Data records:
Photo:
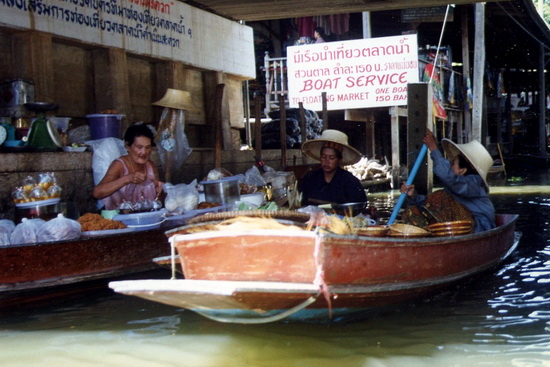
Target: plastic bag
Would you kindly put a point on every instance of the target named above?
(26, 231)
(172, 144)
(6, 228)
(105, 152)
(59, 229)
(181, 198)
(253, 177)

- Exercise instructions -
Return the complete data unchanged and include none of the pictures.

- Exercise solution -
Photo:
Target: plastic bag
Would you kindly put a point on every instance of the target named above?
(26, 231)
(172, 144)
(6, 228)
(105, 152)
(59, 229)
(181, 198)
(253, 177)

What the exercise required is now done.